__Objective__:
Turn every line from the one containing "Might I trouble you for the coordinates of the farmhouse" down to the one containing "(1000, 179)", both included, into a JSON list of strings with one string per line, leaving out blank lines.

__Position identification records__:
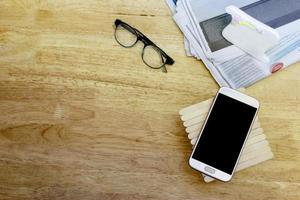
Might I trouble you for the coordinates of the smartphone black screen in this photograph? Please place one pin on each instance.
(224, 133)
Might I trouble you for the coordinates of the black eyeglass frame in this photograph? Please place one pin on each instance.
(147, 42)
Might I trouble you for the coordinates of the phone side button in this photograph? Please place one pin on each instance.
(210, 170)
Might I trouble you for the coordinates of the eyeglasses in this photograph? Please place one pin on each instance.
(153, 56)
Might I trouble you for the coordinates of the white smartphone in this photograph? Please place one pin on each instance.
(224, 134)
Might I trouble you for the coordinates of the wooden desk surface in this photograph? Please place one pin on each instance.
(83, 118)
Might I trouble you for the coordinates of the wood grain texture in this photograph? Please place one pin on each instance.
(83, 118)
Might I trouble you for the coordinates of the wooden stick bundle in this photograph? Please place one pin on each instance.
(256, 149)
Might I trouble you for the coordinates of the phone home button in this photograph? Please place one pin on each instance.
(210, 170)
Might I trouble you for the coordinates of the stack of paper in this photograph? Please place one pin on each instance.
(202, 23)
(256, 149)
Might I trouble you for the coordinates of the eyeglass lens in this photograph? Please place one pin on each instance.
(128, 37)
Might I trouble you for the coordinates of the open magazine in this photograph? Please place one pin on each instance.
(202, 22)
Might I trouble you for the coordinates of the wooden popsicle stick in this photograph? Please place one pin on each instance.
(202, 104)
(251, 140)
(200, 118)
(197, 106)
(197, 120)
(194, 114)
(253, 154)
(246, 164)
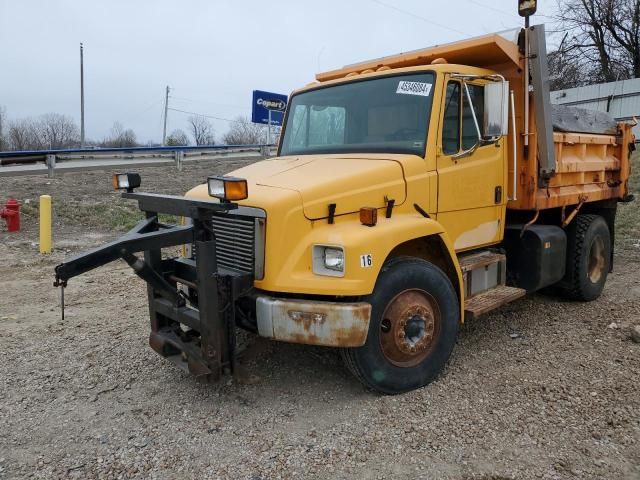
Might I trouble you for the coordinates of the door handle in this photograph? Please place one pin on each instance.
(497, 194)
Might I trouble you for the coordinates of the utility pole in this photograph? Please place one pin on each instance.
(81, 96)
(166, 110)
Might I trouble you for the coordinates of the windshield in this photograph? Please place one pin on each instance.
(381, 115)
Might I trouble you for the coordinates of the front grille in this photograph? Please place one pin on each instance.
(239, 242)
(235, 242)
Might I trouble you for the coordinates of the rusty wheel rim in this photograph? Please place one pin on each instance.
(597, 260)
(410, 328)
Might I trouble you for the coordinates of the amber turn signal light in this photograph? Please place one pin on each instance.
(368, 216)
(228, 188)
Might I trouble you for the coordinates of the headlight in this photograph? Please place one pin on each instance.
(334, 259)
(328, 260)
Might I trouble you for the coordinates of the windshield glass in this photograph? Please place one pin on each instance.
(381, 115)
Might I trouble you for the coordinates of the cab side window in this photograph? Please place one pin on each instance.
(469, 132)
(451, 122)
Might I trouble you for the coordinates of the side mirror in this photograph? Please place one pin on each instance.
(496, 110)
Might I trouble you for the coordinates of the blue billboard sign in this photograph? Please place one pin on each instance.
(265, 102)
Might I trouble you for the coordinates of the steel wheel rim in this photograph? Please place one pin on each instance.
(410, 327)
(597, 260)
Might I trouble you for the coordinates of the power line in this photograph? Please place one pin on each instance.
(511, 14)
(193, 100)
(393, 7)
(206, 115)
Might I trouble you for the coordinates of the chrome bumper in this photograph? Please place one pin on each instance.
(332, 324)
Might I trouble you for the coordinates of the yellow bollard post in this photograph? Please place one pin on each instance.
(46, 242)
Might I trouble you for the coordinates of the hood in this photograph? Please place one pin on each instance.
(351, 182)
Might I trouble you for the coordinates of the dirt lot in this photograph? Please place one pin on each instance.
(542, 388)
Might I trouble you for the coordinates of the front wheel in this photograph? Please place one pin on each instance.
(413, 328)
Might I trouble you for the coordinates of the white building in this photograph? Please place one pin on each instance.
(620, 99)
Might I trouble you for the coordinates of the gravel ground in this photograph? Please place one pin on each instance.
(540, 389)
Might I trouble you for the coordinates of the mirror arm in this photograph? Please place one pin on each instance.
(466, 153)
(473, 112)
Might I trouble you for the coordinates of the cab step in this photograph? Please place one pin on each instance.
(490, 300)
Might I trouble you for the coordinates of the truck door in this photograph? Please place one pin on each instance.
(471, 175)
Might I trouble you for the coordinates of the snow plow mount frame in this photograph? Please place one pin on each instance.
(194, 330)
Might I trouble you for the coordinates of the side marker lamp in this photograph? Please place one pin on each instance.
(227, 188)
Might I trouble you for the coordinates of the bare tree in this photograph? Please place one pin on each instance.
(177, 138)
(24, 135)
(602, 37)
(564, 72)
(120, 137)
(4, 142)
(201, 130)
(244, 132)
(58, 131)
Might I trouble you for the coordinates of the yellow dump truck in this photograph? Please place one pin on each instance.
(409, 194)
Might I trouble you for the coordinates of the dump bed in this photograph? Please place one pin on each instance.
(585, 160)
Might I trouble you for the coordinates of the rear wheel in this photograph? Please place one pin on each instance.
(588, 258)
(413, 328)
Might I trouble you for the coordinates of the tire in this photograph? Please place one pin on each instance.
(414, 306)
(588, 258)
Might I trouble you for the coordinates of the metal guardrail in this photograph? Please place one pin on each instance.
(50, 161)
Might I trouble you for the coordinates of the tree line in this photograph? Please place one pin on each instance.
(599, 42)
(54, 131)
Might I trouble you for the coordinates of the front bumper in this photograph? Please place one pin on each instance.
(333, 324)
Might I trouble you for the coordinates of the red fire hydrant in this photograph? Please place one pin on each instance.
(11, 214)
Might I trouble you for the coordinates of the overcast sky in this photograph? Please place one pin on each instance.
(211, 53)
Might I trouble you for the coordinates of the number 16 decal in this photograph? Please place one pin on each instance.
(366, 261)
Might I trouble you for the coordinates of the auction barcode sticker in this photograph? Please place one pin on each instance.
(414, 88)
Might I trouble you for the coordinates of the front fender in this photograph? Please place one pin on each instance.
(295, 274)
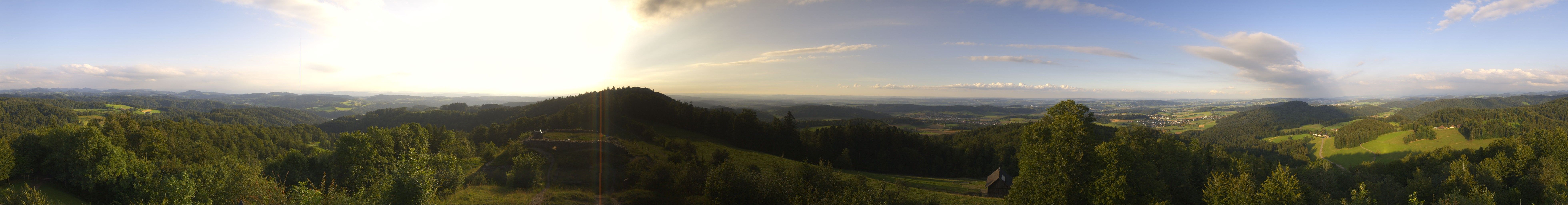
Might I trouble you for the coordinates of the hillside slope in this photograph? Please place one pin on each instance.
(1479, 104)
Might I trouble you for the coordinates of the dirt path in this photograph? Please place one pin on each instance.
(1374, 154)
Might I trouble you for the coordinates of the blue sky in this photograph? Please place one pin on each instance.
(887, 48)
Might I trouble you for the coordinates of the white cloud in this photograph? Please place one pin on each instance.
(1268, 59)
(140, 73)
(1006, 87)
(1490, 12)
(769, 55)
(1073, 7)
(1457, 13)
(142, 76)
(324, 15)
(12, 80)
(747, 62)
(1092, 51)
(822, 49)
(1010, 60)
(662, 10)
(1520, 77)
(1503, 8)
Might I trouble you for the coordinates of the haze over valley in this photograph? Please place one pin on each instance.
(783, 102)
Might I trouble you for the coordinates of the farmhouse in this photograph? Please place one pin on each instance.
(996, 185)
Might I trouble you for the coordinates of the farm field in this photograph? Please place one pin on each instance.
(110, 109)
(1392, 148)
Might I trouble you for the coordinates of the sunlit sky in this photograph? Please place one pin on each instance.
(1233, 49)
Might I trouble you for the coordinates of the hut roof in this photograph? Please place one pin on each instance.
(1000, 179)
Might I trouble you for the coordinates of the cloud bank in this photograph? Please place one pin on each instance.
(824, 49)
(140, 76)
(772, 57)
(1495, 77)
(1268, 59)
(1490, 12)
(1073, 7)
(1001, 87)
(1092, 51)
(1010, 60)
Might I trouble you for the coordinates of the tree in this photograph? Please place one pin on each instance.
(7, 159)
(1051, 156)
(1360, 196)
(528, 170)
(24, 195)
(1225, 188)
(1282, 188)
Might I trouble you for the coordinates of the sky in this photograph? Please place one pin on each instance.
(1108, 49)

* * *

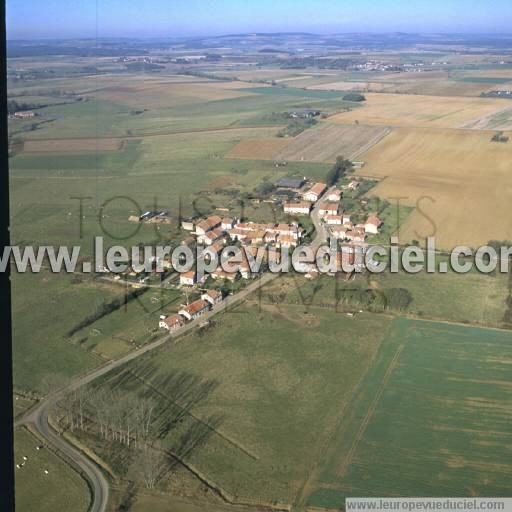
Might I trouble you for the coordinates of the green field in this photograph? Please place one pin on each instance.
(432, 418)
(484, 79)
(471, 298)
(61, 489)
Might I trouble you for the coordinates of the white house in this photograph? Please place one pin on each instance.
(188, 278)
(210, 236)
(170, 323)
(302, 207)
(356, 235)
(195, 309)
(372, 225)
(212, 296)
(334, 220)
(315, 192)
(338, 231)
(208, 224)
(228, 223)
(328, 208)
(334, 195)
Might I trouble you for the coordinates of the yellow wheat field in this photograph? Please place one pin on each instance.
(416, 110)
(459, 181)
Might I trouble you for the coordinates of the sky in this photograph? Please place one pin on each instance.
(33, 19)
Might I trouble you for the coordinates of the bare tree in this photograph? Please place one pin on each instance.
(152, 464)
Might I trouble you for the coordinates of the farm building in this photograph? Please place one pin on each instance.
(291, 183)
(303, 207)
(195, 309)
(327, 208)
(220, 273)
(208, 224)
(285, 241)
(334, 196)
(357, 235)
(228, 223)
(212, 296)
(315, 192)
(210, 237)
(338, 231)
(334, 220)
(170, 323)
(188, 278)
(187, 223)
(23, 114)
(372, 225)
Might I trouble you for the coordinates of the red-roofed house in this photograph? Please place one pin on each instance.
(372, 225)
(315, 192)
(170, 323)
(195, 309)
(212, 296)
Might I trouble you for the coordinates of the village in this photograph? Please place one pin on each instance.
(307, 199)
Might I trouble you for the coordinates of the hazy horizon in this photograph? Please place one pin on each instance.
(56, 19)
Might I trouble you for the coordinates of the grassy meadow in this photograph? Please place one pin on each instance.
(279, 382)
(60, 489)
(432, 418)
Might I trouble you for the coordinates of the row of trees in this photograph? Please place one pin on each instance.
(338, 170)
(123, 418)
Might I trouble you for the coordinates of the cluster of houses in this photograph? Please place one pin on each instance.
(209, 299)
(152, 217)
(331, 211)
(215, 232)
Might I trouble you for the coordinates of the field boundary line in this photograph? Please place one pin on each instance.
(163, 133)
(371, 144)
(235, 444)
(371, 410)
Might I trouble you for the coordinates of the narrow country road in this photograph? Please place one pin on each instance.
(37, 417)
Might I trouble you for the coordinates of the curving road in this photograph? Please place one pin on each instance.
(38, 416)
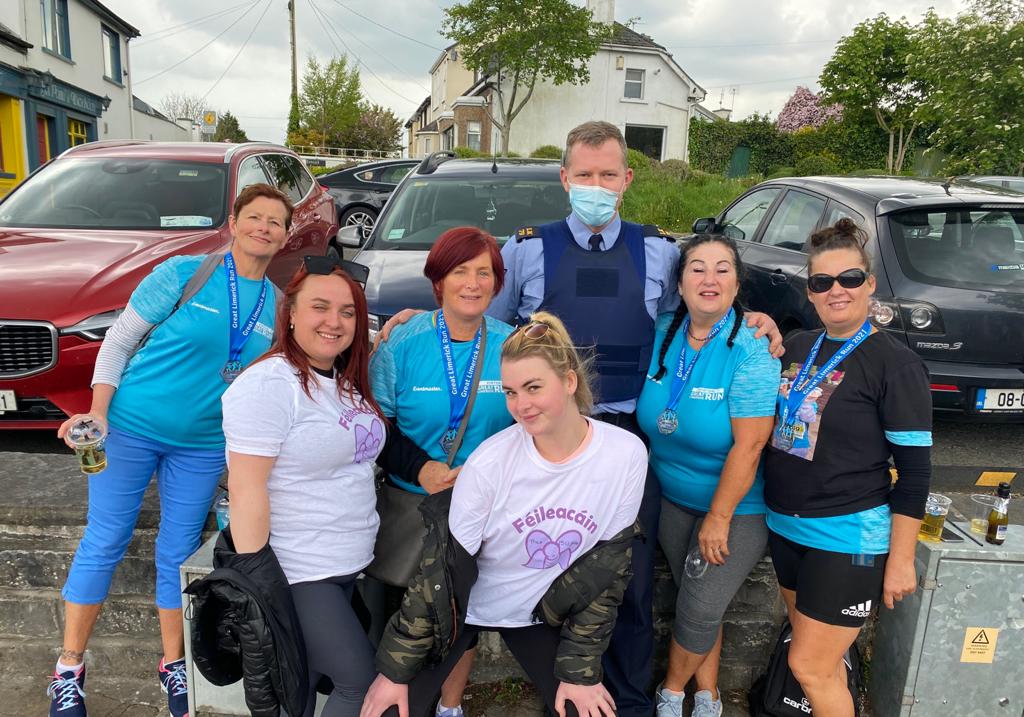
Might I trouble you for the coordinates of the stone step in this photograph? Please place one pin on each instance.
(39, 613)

__Exercise answer__:
[
  "Might I trouble you for the coordinates of the farmhouse in this photograph? Please place one pin on each instance.",
  "(996, 185)",
  "Might I trouble you for the coordinates of the farm field in this photograph? Please place one pin on each instance.",
  "(110, 109)",
  "(1392, 148)",
  "Might I trouble you for the coordinates of the sunlit sky in this photograph? Please place one pin on each instance.",
  "(1233, 49)",
  "Might I trouble you for the coordinates of the hut roof in this photograph? Please place one pin on each instance.",
  "(1000, 179)"
]